Source material =
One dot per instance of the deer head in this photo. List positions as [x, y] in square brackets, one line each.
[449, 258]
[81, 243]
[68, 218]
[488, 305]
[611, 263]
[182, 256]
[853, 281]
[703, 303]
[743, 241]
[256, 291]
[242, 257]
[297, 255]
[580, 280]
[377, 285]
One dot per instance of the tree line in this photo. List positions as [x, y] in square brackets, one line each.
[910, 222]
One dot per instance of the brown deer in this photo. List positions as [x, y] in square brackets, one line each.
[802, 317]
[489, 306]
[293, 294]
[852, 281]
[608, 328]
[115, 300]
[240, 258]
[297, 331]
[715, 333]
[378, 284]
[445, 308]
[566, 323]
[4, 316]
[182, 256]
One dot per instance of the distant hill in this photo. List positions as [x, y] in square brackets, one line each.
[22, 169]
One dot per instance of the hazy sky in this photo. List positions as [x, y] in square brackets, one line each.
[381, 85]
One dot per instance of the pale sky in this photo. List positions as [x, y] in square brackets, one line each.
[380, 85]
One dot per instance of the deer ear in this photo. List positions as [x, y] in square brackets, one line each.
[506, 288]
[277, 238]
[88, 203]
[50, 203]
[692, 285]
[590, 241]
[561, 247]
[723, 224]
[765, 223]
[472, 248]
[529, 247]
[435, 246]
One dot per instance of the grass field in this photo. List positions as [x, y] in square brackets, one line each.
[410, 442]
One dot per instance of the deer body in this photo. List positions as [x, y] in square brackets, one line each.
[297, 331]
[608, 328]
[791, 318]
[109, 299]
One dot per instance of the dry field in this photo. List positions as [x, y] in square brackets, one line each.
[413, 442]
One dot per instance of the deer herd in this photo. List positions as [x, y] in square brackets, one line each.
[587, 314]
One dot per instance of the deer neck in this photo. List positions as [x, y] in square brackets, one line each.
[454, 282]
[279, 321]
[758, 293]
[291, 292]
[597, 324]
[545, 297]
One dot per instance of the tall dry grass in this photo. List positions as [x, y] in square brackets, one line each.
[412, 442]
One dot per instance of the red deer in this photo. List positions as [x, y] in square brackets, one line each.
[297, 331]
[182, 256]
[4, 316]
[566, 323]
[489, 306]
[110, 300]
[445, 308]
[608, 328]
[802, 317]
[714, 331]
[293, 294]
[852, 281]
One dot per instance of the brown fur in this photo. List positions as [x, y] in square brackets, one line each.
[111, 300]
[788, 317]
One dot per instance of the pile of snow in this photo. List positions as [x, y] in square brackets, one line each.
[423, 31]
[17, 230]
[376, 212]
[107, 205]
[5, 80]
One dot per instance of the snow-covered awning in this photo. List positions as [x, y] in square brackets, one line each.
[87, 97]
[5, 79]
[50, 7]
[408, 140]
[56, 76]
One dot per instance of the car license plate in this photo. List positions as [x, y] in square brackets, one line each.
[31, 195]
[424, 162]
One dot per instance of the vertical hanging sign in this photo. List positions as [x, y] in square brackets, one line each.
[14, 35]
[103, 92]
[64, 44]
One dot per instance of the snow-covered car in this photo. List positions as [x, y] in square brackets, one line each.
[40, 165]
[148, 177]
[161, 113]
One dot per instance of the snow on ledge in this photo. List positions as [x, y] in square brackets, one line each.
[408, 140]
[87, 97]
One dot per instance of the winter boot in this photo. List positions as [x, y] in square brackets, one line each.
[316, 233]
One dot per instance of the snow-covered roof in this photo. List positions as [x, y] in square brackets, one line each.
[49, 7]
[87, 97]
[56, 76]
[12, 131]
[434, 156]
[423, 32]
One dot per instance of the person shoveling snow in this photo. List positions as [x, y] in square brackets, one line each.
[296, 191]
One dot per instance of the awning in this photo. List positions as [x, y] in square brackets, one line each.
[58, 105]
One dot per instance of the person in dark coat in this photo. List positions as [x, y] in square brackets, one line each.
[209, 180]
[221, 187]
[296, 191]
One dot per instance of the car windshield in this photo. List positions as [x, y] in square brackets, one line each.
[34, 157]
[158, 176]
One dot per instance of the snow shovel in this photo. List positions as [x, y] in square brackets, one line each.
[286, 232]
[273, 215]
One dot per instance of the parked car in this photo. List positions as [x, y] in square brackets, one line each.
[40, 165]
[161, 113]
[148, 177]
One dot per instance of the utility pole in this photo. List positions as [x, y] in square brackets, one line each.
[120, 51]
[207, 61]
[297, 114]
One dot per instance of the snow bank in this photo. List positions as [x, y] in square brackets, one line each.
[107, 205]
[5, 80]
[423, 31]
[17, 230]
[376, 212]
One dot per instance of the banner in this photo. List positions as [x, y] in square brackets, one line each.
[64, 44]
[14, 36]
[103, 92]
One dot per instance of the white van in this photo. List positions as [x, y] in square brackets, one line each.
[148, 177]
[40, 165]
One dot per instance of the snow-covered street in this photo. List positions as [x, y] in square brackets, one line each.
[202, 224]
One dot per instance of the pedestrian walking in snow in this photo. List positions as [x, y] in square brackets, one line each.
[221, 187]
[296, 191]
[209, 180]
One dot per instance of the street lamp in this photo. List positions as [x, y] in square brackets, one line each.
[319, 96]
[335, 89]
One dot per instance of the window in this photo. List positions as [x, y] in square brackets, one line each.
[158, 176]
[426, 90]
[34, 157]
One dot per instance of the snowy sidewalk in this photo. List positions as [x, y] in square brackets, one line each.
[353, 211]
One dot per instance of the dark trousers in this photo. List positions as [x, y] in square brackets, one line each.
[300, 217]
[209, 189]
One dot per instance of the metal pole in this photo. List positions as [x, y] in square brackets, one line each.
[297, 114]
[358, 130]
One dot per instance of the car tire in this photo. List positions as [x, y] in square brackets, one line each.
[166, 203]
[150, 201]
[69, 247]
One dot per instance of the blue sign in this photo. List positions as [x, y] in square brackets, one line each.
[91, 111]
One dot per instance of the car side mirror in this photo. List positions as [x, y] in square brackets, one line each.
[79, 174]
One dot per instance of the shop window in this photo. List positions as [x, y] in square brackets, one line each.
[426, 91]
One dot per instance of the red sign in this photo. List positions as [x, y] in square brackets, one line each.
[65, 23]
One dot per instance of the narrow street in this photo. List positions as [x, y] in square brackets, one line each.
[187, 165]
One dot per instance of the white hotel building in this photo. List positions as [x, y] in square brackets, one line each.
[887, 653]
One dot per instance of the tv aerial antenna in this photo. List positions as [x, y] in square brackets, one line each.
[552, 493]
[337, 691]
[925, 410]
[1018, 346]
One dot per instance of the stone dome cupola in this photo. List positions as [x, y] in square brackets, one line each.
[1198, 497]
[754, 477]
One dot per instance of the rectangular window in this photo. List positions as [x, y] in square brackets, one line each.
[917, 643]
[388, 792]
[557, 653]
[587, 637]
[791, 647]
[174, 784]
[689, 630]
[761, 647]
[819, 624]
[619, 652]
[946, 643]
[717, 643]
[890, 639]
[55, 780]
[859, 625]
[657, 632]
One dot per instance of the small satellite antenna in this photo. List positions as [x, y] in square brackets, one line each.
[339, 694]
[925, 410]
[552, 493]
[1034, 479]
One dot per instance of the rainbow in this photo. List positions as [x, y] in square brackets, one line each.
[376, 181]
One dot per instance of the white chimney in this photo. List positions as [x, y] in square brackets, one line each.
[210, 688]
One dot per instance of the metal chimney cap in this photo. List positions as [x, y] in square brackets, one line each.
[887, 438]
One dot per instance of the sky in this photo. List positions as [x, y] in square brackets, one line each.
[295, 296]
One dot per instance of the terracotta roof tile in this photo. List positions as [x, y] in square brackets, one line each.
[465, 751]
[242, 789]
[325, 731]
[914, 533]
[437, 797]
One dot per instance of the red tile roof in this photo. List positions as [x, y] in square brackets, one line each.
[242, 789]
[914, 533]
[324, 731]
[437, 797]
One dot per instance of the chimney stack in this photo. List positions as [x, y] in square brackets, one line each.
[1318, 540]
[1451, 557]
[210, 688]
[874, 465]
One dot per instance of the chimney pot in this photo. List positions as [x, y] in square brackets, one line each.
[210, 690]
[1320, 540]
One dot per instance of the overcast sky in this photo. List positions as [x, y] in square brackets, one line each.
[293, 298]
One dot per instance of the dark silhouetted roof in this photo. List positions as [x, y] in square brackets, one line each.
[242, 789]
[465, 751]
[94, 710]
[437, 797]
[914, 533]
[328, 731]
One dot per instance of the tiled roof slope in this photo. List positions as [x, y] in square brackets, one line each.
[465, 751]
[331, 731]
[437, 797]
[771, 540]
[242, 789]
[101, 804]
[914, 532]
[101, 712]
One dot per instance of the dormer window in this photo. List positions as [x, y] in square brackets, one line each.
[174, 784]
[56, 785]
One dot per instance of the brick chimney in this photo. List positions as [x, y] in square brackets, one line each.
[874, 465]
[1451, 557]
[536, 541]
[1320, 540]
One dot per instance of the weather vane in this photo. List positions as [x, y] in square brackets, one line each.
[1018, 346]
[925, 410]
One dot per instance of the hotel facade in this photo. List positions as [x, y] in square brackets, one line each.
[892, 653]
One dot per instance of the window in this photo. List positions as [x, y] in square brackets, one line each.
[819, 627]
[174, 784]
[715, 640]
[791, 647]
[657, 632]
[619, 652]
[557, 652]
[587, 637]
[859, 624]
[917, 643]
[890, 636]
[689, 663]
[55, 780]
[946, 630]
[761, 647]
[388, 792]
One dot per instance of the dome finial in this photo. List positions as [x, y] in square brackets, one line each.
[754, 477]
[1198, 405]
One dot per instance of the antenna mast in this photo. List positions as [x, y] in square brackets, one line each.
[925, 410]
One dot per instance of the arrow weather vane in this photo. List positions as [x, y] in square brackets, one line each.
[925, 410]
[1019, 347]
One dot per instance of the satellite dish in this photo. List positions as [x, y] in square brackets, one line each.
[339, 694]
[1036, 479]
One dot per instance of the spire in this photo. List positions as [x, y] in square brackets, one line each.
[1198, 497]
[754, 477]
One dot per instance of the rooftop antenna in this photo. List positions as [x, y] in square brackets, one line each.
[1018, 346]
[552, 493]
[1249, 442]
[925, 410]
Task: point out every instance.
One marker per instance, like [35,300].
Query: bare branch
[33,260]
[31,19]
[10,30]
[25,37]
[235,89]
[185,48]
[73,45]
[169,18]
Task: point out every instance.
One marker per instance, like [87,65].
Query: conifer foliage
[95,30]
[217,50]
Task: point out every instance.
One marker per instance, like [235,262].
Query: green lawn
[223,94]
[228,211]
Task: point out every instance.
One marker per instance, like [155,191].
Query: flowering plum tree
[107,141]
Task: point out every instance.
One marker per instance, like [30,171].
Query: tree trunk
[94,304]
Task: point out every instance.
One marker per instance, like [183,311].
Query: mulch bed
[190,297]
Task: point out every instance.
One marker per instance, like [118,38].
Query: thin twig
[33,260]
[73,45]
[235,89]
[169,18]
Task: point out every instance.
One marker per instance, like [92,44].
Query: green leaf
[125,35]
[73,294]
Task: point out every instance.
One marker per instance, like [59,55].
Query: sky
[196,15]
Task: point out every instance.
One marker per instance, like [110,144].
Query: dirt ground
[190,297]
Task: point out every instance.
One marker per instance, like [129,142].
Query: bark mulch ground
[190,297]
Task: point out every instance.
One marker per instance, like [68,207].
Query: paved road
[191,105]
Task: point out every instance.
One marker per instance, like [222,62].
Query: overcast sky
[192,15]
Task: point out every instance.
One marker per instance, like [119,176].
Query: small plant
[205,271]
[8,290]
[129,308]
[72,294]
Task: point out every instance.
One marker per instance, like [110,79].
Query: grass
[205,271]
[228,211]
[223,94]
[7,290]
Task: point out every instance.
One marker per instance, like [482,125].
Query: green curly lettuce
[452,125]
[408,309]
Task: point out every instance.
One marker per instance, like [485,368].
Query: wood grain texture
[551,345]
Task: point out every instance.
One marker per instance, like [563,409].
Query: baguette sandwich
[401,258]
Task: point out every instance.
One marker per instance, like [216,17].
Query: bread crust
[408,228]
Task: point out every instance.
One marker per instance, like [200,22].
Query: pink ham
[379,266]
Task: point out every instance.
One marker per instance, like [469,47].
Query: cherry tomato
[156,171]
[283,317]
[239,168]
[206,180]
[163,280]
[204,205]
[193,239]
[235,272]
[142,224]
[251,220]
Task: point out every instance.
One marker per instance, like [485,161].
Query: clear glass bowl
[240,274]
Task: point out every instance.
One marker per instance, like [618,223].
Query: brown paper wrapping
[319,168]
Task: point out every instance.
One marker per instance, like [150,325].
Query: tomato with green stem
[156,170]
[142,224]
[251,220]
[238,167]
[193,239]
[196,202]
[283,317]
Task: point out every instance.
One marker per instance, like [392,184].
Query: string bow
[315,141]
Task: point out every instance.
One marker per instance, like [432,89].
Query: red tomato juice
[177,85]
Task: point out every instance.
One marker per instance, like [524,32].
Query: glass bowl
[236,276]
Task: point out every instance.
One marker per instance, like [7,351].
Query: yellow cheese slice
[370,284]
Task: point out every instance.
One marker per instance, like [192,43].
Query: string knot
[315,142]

Your task =
Collect every line above that contains the word "tomato", and note that case counts.

Answer =
Query: cherry tomato
Query: tomato with green stem
Query: red tomato juice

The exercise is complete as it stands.